##### Text segment #####
United States District Court, D. Nebraska

May 9, 2018

UNITED STATES OF AMERICA, Plaintiff,
v.
CHRISTOPHER H. FREEMONT, Defendant.

          FINDINGS AND RECOMMENDATION

          SUSAN M. BAZIS UNITED STATES MAGISTRATE JUDGE

         This matter is before the Court on Defendant's Motion to Suppress (Filing No. 44). An evidentiary hearing was held on April 5, 2018. A transcript of the proceedings was filed on April 17, 2018. (Filing No. 53.) A redacted transcript was filed on April 20, 2018. (Filing No. 57.) The motion is now ripe for disposition.

         Having considered the evidence presented and arguments made, the undersigned will recommend that the motion be denied.

         FACTS

         On May 5, 2017, L.R. reported to Omaha National Law Enforcement Services that Defendant had assaulted her. (Filing No. 44.) Based upon these allegations, Defendant was charged in Omaha Tribal Court with domestic abuse and aggravated assault. (TR. 15; Ex. 3.) On May 22, 2017, Defendant was arraigned by the tribal court, at which time Nate Merrick (“Mr. Merrick”) was appointed as Defendant's lay advocate.[1] (Ex. 4.) Mr. Merrick is not a lawyer, did not go to law school, and does not have a college degree. (TR. 9.) Defendant appeared in tribal court with Mr. Merrick on October 25, 2017. A jury trial was set for December 27, 2017.

         On October 1, 2017, FBI Special Agent Jeff Howard (“Agent Howard”) began investigating Defendant.[2] The investigation dealt with the alleged May 5, 2017 assault, as well as a September 26, 2017 report to the Nebraska abuse and neglect hotline pertaining to Defendant. Agent Howard testified that he first became aware of the allegations against Defendant on or about October 1, 2017, when Police Chief Ed Tyndall gave him the hotline report. (TR. 5.) The report included allegations by L.R. that Defendant had assaulted her, and that L.R. suspected Defendant was kidnapping children from Walthill. (TR. 5.) Agent Howard testified that Chief Tyndall did not tell him that Defendant had pending charges in tribal court based upon the alleged May 5, 2017 assault. (TR. 10.) Chief Tyndall did not indicate to Agent Howard that the tribe would be investigating the hotline report, nor did Chief Tyndall follow up with Agent Howard about the report. (TR. 11.)
##### Data lines #####
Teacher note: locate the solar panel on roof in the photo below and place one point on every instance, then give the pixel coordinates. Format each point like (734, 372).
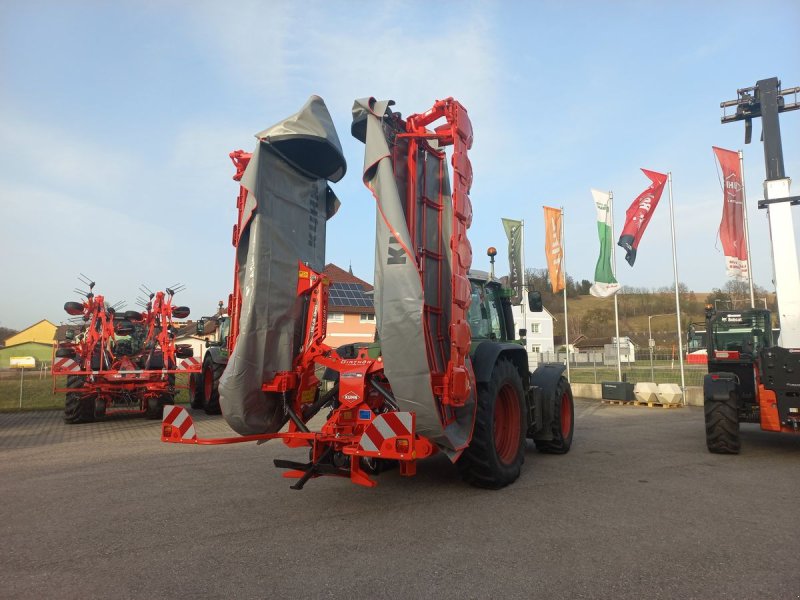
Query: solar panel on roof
(348, 294)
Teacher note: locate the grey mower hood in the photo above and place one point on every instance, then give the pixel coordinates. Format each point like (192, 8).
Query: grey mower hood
(284, 221)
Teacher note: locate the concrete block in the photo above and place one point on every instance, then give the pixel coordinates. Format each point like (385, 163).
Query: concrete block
(646, 391)
(669, 393)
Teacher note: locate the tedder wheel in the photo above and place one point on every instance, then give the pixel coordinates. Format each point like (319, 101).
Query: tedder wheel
(722, 425)
(212, 372)
(563, 421)
(78, 407)
(495, 455)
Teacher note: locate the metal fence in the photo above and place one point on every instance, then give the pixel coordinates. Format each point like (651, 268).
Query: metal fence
(596, 367)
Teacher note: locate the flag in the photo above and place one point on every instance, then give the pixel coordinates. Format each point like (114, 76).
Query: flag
(553, 248)
(731, 229)
(514, 233)
(605, 284)
(638, 214)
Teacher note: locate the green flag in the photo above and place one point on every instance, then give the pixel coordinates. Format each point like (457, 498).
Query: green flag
(514, 233)
(605, 285)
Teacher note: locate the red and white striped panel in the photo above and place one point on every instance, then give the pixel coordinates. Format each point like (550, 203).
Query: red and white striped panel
(65, 365)
(182, 426)
(189, 364)
(384, 427)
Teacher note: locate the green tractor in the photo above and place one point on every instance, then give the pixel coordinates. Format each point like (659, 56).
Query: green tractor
(204, 386)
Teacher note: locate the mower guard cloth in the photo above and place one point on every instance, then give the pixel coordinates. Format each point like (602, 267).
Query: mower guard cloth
(288, 203)
(400, 297)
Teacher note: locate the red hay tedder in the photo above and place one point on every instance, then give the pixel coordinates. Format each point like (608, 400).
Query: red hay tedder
(120, 363)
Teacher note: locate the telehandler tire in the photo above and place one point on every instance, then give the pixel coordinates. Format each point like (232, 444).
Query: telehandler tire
(563, 421)
(78, 408)
(722, 425)
(496, 452)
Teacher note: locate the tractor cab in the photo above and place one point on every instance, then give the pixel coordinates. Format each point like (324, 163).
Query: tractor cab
(735, 339)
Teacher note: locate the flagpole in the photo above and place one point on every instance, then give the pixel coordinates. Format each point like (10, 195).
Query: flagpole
(746, 232)
(564, 271)
(614, 270)
(677, 295)
(524, 298)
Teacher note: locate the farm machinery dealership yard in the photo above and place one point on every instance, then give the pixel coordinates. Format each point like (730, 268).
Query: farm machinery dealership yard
(403, 388)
#####
*Given request 1:* According to the court findings, on what date was the evidentiary hearing on the Motion to Suppress held?
*Given request 2:* In the records, substitute "flag pole" for "flagpole" in everything from the line containing "Teacher note: locate the tractor" down to the end of the records, and return only those lines.

*Full response 1:* April 5, 2018.

*Full response 2:*
Teacher note: locate the tractor cab in the photo above and place one point on every instance, then give the pixel coordinates. Format each point like (324, 163).
Query: tractor cab
(735, 339)
Teacher note: locate the flag pole in the photo above and place one point on every instance, then give the pixel coordinates. Format each point like (10, 195).
Query: flag pole
(746, 232)
(564, 271)
(614, 270)
(677, 295)
(524, 298)
Teacher note: locate the farm machinery dealership yard in the photo above and place one point on every instance, then give the pixel coordinates. Format each point like (730, 268).
Query: farm machinery dealership yard
(403, 388)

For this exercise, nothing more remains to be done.